• Region annotation entries
· · · · · · ·

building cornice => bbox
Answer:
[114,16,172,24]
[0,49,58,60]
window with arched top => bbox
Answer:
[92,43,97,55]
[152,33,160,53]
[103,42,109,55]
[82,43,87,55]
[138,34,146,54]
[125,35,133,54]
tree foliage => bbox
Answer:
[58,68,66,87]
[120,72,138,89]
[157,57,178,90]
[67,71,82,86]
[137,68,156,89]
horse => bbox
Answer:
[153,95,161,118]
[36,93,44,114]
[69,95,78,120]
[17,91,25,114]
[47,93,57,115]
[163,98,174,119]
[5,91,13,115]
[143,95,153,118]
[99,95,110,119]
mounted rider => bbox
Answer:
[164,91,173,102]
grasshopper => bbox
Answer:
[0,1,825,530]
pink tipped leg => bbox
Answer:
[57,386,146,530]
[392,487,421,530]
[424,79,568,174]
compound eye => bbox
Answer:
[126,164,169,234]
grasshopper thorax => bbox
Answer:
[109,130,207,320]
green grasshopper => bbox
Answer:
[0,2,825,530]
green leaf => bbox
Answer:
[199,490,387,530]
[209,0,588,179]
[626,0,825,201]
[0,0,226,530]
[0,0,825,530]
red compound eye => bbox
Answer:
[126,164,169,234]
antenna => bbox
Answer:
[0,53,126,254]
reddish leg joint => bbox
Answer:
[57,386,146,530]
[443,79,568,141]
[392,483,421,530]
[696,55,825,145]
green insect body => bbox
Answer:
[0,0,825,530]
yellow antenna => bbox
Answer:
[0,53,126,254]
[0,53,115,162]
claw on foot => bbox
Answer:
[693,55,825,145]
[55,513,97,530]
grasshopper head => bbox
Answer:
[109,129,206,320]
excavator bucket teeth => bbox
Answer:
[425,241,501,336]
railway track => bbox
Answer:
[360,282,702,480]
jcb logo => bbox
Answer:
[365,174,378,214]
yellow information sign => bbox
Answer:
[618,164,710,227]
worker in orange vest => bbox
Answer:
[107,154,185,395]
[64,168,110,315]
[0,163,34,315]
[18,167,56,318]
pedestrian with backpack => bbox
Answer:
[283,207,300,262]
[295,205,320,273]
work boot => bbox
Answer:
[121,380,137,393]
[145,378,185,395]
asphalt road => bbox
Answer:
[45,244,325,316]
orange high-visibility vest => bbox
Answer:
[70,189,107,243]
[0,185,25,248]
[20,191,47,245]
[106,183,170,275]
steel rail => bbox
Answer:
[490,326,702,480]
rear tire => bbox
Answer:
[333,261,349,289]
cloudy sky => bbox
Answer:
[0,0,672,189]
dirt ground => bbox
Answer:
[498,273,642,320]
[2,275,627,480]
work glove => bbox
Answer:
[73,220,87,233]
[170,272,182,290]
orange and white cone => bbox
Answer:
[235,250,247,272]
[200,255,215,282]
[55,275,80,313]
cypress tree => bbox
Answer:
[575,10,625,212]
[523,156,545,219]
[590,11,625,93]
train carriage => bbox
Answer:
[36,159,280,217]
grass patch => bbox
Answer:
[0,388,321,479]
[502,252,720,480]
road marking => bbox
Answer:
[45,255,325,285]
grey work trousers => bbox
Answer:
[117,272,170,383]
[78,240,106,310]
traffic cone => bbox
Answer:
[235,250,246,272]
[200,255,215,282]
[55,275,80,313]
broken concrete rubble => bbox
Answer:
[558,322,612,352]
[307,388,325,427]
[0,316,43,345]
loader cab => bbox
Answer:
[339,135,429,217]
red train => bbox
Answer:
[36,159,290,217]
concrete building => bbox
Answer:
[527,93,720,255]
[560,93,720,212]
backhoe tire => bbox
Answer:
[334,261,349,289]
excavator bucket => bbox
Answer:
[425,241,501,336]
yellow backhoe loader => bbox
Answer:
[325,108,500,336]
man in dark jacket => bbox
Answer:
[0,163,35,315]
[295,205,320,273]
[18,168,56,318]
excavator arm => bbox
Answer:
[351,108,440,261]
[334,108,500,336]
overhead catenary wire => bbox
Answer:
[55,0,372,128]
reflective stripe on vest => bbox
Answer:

· · · · · · ·

• Description of the task
Reproduce all of the records above word for word, with every line unchanged.

• Answer
building cornice => bbox
Answer:
[114,16,172,24]
[0,49,58,60]
window with arched top => bbox
Answer:
[92,43,97,55]
[152,33,160,53]
[103,42,109,55]
[82,43,87,55]
[138,34,146,54]
[125,35,133,54]
tree foliage => bbox
Answer:
[58,68,66,87]
[120,72,138,89]
[157,57,178,90]
[67,71,82,86]
[137,68,156,89]
horse => bbox
Answer:
[153,95,161,118]
[36,93,44,114]
[69,95,78,120]
[17,91,25,114]
[47,93,57,115]
[163,98,174,119]
[5,91,13,115]
[143,95,153,118]
[99,95,110,119]
mounted rider => bbox
Answer:
[164,91,173,102]
grasshopper => bbox
Answer:
[0,1,825,530]
pink tipped leg => bbox
Answer:
[57,386,146,530]
[392,487,421,530]
[424,79,568,174]
compound eye => bbox
Answer:
[126,164,169,234]
grasshopper thorax => bbox
Answer:
[109,130,207,320]
green grasshopper => bbox
Answer:
[0,2,825,530]
green leaf => bbox
Answer:
[199,490,387,530]
[209,0,588,179]
[626,0,825,201]
[0,0,226,530]
[0,0,825,530]
red compound eye => bbox
Answer:
[126,164,169,234]
antenna => bbox
Answer:
[0,53,126,254]
reddish leg joint => bbox
Answer:
[57,386,146,530]
[443,79,568,141]
[392,483,421,530]
[696,55,825,145]
green insect body => bbox
Answer:
[0,0,825,530]
yellow antenna => bbox
Answer:
[0,53,126,254]
[0,53,115,162]
claw on foot => bbox
Answer:
[693,55,825,145]
[55,513,97,530]
grasshopper head => bbox
Answer:
[109,129,206,320]
excavator bucket teeth => bbox
Answer:
[425,241,501,336]
railway track => bbox
Answer:
[360,282,702,480]
jcb logo => bbox
Answer:
[365,174,378,214]
yellow information sign => bbox
Answer:
[618,164,710,227]
worker in orange vest => bbox
Answer:
[107,154,185,395]
[64,168,110,315]
[0,163,34,315]
[18,167,56,318]
pedestrian with backpack => bbox
Answer:
[283,207,300,262]
[295,205,320,273]
work boot => bbox
Answer:
[121,380,137,393]
[145,378,185,395]
asphalt road => bbox
Answer:
[45,244,325,316]
orange high-visibility vest => bbox
Answer:
[70,189,107,243]
[0,185,25,248]
[20,191,47,245]
[106,183,170,275]
steel rail => bbox
Answer:
[490,326,702,480]
rear tire => bbox
Answer:
[333,261,349,289]
cloudy sky => bbox
Answer:
[0,0,672,189]
dirt ground => bbox
Answer:
[498,273,642,320]
[2,275,627,480]
work glove => bbox
Answer:
[73,220,87,233]
[170,272,182,290]
orange and white cone => bbox
Answer:
[235,250,247,272]
[200,255,215,282]
[55,275,80,313]
cypress tree => bbox
Answer:
[575,10,625,212]
[523,156,545,219]
[590,11,625,93]
train carriage => bbox
Answer:
[36,159,280,217]
grass patch => bbox
Answer:
[0,388,321,479]
[502,252,720,480]
road marking => bbox
Answer:
[45,255,325,285]
grey work trousers => bbox
Answer:
[117,272,170,383]
[78,240,106,310]
traffic cone => bbox
Answer:
[235,250,246,272]
[200,255,215,282]
[55,275,80,313]
broken concrete rubble => bbox
Answer:
[558,322,612,352]
[307,388,325,427]
[0,316,43,345]
loader cab => bbox
Answer:
[339,135,429,217]
red train => bbox
Answer:
[36,159,290,217]
concrete building => bbox
Answer:
[527,93,720,255]
[560,93,720,212]
backhoe tire => bbox
Answer:
[334,261,349,289]
excavator bucket => bbox
Answer:
[425,241,501,336]
yellow backhoe loader => bbox
Answer:
[325,108,500,336]
man in dark jacket => bbox
Answer:
[0,163,35,315]
[295,205,320,273]
[18,168,56,318]
excavator arm => bbox
Answer:
[351,108,440,261]
[334,108,500,336]
overhead catenary wire => bbox
Answer:
[55,0,372,128]
reflective stripe on vest => bbox
Answer:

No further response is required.